Rewrite the entries from their start through the line with "[522,738,544,800]", requests included, adding 101 to every bounding box coordinate.
--- Start Input records ---
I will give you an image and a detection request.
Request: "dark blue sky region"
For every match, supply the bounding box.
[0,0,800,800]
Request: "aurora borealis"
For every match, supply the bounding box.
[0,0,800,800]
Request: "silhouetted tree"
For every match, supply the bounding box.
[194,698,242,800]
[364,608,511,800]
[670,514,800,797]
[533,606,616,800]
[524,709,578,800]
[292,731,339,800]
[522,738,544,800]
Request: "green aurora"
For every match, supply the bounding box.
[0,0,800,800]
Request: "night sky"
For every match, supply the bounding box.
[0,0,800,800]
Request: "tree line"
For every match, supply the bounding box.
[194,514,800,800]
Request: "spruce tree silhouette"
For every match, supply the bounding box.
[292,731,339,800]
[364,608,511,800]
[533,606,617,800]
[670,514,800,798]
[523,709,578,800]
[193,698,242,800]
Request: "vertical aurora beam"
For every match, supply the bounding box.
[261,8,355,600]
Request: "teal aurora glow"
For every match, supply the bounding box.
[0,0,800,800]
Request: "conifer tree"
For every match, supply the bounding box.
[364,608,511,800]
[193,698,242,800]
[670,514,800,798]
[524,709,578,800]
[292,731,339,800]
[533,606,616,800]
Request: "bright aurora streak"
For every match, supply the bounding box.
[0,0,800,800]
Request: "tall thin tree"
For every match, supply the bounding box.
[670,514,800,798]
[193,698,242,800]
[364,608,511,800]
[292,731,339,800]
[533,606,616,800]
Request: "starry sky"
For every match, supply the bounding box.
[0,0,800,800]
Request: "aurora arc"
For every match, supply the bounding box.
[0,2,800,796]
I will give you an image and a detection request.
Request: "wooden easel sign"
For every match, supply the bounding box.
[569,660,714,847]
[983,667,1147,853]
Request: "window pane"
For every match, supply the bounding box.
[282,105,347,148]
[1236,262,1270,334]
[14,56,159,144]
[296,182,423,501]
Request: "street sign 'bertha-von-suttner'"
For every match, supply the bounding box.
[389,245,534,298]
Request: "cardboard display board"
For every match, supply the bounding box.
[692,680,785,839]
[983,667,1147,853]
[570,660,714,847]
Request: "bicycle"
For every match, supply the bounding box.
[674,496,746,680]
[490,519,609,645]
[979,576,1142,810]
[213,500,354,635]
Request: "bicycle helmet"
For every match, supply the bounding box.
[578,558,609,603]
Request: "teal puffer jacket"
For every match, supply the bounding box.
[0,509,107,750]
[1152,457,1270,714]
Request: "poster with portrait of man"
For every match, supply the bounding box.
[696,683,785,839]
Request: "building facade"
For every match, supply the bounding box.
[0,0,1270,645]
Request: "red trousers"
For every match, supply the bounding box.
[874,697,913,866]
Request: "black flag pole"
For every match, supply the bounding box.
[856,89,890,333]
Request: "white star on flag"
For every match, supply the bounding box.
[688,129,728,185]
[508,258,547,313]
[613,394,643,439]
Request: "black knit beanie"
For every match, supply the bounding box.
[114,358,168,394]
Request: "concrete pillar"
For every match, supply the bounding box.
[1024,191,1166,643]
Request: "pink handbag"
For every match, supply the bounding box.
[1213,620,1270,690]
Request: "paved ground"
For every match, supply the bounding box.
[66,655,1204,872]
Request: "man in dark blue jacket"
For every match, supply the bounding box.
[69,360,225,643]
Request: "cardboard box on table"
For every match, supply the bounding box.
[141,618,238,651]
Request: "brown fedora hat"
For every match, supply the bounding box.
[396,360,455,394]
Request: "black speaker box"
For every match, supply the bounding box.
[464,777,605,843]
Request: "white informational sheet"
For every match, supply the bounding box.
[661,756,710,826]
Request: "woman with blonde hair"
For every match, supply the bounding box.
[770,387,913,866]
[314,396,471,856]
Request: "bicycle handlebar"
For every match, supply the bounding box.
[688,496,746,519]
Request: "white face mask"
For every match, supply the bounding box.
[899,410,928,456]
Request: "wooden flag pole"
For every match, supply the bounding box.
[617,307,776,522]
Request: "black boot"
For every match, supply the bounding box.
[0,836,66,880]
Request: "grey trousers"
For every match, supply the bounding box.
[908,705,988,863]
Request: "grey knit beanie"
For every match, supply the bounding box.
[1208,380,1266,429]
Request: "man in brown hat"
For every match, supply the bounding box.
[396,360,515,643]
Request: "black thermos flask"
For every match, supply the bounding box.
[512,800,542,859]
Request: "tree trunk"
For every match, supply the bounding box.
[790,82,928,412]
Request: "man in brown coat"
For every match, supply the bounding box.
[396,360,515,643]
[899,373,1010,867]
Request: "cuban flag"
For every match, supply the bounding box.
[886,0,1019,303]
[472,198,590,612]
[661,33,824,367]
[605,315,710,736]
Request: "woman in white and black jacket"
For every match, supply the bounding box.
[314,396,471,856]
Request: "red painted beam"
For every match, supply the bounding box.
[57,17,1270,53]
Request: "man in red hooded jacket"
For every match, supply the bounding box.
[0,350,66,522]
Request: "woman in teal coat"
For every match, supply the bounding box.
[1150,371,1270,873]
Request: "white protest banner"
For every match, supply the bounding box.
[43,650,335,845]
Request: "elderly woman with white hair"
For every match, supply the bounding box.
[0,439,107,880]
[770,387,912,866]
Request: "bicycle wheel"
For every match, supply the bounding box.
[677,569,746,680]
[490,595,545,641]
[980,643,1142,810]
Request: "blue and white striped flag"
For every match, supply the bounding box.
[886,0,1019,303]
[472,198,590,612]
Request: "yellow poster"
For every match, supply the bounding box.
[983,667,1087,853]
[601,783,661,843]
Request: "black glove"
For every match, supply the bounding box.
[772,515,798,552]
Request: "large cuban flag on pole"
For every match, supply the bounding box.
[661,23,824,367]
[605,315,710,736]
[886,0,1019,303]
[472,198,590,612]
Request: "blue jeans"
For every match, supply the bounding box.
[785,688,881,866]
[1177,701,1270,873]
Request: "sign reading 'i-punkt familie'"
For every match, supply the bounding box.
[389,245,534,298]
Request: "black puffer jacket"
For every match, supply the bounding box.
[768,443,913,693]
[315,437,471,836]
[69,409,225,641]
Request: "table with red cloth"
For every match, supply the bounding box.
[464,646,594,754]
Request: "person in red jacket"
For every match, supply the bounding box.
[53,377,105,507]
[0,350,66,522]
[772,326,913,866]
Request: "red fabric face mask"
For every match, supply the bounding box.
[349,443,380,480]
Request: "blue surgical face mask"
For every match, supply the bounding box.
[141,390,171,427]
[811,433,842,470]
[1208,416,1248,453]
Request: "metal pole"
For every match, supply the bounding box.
--- End Input records ---
## Answer below
I will give you an image and a detection request.
Request: "dark blue sky region"
For every match, supply the bounding box.
[101,101,901,901]
Request: "aurora borealis"
For every match, supply the bounding box.
[101,101,901,901]
Request: "silhouetted tree"
For every match, supply the bounding box.
[295,799,343,901]
[465,709,612,901]
[771,615,901,898]
[634,707,717,901]
[625,810,679,901]
[393,832,440,901]
[623,839,645,901]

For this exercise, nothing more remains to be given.